Reading text ▸
Culture is not grown in a yoghurt vat…

Pretty stupid blog title right? But seriously, culture has become even more important than ever… Why? Simple really. We are finding that right now there are more strong candidates in the market, willing to move than there has been for the last few years. And when we ask these 2 questions:

  1. Why are you looking to leave your current role?
  2. What is going to be the most important factor in taking a new role?

culture1The answer is the same… yoghurt… whoops… I mean CULTURE.

Good culture (even bad culture for that matter) is very hard to define. I have no doubt some of you academics out there will give it a go in the comments section, but I find it incredibly difficult to explain. You see, people are motivated by different things right? What is a good culture for one consultant maybe a bad culture for another…

So, how does a business go about building a positive culture, whilst hitting your commercial targets? It’s bloody difficult…

To make it a little easier please find below real examples from candidates their dirty, rotten cultures… (oh yeh… the key is not to mimic below…).

Your tasks ▸
1. In the blog post on workplace culture, what does the author say there are more of in the market right now than in the last few years?
2. Continue the blog post on workplace culture from its final sentence.

Given entries ▸
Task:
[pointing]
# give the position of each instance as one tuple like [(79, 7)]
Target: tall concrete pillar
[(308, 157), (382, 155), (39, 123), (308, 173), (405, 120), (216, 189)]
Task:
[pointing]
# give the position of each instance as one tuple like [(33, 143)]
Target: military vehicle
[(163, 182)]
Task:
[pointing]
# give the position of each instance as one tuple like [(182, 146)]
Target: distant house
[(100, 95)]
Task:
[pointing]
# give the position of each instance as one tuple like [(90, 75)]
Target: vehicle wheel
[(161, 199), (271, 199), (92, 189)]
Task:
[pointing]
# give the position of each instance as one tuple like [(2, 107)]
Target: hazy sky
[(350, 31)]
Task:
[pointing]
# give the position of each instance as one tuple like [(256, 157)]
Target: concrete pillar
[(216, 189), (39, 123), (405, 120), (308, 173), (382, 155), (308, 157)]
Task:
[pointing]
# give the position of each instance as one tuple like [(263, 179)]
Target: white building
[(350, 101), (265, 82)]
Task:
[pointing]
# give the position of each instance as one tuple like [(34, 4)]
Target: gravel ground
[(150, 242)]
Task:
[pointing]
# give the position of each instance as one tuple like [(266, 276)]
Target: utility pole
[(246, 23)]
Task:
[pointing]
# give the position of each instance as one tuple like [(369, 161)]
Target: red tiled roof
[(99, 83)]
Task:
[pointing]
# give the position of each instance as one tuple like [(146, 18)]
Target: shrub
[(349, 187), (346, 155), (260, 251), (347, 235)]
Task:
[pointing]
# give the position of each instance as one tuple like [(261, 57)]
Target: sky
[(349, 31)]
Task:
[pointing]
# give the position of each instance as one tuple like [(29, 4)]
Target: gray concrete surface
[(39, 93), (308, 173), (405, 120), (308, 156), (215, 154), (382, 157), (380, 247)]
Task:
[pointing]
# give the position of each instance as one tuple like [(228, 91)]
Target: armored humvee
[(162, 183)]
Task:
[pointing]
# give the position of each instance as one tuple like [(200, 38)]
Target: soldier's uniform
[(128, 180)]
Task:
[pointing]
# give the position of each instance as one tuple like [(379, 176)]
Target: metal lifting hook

Outputs for the tasks ▸
1. Strong candidates who are willing to move.

2.
  1. Email Snoops – I get it… sometimes you have employees you don’t trust. But the way to build an inclusive, collegiate, positive, performing culture is not… and I repeat is not… to sit in your office and monitor all of your employees emails. I know of at least 5 recruitment agencies where the leadership team intercept and read all emails. The thing is you may discover one dishonest employee, but the damage you do to your culture, and your ability to attract and retain the best staff is terminal.
  2. Liars and the dirty, dirty cheats See what I did there? Anyway… management that systematically lies to their employees is just plain wrong (am I overstating the obvious here?). Thing is… it happens… all the time. You will never get your staff working for you if you lie to them. Transparency is one of the greatest gifts and employer can give. Give it freely.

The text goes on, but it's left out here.